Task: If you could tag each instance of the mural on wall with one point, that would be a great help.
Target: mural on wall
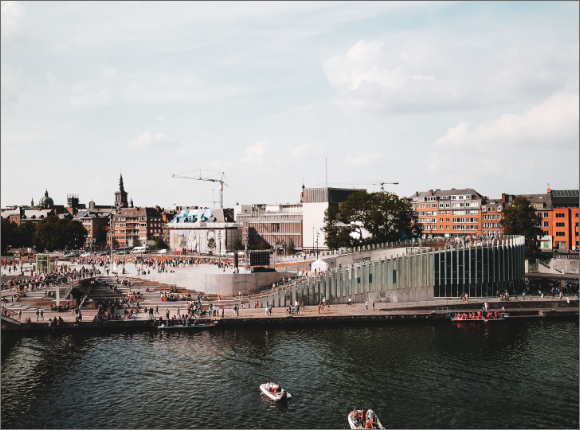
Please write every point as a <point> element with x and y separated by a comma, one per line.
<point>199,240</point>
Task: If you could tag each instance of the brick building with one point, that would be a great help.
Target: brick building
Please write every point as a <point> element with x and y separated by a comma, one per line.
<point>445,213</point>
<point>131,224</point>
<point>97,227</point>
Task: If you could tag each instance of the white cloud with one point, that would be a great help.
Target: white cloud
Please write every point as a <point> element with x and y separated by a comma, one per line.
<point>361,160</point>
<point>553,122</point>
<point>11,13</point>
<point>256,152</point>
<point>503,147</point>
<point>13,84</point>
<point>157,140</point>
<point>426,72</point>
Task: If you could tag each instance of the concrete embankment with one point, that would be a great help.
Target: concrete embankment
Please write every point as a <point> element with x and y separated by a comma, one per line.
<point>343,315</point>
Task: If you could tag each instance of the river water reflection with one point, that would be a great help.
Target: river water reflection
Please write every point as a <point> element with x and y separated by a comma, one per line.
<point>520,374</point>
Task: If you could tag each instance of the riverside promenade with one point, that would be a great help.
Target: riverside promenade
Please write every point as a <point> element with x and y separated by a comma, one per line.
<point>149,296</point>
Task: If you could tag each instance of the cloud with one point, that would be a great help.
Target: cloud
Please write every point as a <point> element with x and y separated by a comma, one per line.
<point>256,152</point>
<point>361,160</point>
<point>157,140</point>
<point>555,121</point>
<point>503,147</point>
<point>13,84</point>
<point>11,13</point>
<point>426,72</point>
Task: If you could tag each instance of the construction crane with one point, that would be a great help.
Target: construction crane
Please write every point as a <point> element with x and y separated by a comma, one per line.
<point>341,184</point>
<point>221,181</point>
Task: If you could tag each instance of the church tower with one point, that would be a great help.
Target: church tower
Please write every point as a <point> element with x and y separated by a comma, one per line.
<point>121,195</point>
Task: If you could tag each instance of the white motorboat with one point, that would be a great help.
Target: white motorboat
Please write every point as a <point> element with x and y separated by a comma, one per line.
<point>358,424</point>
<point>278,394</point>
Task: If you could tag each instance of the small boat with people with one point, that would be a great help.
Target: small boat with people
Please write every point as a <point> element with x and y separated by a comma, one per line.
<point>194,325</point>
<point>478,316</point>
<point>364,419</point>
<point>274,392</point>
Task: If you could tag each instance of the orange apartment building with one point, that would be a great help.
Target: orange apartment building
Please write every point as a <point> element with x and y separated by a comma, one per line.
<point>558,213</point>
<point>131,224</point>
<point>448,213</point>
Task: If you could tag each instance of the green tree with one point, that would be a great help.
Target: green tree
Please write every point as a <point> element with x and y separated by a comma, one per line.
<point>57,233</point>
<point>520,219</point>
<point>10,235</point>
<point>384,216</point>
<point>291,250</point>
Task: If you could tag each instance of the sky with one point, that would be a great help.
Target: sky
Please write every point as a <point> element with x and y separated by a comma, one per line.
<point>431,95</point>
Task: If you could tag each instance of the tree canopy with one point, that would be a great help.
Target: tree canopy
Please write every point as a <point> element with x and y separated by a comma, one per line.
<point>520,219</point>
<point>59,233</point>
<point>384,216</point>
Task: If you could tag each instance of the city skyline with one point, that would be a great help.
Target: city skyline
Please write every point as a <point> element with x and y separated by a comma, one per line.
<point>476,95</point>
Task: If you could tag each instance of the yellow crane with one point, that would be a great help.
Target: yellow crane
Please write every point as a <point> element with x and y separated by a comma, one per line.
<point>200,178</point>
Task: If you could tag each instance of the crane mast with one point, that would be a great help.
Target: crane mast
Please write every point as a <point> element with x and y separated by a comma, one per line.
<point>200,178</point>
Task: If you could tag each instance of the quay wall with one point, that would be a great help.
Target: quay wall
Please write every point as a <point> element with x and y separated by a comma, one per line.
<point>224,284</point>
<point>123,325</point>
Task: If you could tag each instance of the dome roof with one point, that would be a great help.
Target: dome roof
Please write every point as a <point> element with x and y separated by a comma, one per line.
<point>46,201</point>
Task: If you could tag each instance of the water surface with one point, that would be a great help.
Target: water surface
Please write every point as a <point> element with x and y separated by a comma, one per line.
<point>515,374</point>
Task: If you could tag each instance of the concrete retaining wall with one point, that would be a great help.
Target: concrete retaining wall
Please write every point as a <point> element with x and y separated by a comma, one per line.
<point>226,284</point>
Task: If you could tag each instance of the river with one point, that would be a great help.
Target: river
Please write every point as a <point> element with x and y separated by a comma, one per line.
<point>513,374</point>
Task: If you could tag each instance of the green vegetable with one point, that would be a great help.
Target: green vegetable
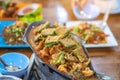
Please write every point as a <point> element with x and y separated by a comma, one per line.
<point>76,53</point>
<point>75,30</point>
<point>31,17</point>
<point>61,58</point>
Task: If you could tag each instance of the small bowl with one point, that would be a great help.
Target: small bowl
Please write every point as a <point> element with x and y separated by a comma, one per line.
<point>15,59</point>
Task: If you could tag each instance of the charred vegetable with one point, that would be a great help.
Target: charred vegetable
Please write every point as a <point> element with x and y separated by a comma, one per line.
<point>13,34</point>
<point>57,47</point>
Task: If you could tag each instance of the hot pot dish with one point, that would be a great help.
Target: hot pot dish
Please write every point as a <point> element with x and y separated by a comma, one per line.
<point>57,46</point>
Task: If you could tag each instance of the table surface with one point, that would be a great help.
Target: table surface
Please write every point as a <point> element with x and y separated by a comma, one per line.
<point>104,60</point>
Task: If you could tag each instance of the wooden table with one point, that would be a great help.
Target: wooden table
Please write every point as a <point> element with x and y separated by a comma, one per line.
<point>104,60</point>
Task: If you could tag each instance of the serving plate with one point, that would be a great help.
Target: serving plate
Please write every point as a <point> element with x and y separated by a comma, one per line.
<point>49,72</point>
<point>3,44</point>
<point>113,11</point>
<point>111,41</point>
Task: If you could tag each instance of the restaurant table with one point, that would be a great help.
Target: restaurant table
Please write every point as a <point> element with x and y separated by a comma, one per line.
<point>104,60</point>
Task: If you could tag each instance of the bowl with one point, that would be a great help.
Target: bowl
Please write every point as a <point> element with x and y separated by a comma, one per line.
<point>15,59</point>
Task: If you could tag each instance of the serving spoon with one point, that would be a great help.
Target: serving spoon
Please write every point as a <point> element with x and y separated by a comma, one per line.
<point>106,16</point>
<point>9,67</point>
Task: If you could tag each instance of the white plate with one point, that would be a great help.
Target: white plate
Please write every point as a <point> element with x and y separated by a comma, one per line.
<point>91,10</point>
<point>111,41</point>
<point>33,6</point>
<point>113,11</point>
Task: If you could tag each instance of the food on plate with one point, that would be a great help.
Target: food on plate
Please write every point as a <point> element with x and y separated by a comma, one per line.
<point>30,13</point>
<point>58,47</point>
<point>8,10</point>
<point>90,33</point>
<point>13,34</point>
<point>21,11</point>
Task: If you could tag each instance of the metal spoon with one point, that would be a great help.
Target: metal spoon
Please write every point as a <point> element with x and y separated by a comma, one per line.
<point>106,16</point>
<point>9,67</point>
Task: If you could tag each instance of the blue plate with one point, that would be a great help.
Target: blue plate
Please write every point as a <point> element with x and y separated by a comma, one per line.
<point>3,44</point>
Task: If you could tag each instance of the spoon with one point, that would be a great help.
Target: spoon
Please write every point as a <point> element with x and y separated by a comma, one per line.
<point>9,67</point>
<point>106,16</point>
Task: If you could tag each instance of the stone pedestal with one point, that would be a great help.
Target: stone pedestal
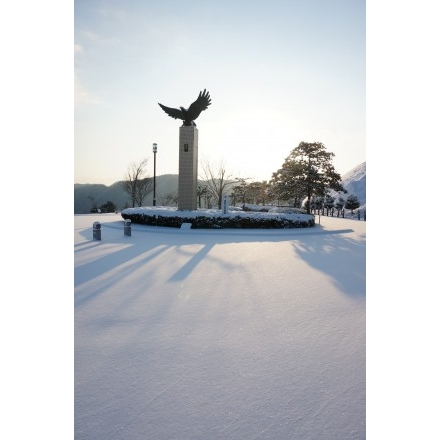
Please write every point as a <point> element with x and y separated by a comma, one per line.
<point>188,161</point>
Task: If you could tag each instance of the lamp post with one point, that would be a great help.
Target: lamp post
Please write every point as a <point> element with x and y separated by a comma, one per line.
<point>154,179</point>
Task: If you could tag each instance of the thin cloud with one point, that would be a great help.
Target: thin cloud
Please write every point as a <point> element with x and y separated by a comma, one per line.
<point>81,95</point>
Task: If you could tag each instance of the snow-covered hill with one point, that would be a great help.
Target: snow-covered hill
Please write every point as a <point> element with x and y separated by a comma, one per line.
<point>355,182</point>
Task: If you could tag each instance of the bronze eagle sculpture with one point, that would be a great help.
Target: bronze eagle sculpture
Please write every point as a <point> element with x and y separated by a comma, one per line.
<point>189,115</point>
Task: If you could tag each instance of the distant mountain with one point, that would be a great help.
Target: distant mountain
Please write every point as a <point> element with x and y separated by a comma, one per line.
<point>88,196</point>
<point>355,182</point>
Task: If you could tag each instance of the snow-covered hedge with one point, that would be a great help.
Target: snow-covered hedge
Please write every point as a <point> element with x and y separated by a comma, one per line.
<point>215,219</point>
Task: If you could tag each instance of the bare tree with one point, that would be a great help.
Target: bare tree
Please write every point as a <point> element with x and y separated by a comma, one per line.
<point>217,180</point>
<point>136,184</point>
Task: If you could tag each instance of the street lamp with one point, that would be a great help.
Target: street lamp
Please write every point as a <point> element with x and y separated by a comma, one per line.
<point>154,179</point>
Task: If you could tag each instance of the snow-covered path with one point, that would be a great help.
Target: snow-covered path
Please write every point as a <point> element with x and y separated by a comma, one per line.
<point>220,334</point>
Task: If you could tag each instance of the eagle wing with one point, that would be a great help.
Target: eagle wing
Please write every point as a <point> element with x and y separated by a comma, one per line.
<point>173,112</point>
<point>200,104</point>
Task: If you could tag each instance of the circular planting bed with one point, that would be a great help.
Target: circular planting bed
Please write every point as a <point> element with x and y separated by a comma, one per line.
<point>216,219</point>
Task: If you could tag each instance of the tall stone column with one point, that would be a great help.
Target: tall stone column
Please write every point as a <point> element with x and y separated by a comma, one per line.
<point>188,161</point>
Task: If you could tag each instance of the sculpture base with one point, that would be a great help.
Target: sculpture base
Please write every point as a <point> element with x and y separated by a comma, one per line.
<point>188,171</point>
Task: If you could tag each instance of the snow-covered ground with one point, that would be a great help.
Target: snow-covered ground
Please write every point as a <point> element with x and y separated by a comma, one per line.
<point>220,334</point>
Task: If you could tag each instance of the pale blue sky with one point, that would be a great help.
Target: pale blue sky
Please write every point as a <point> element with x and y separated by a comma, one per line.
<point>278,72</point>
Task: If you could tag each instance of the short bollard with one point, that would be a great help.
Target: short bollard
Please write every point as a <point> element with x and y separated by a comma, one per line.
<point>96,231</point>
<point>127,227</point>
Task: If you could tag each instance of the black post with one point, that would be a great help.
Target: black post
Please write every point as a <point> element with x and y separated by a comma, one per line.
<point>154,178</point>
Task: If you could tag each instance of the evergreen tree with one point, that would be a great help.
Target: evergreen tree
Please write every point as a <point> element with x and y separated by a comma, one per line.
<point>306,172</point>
____
Within the data above, the lines from the one with "Target: green tree" to the one with "Target: sky" must be repeated exactly; no other line belongs in the answer.

Target: green tree
Please write every point as a <point> element with x and y separated by a comma, one per line.
<point>57,233</point>
<point>520,219</point>
<point>10,235</point>
<point>384,216</point>
<point>291,250</point>
Task: If you could tag each instance of the sky with one point, that would be a great help.
Target: sky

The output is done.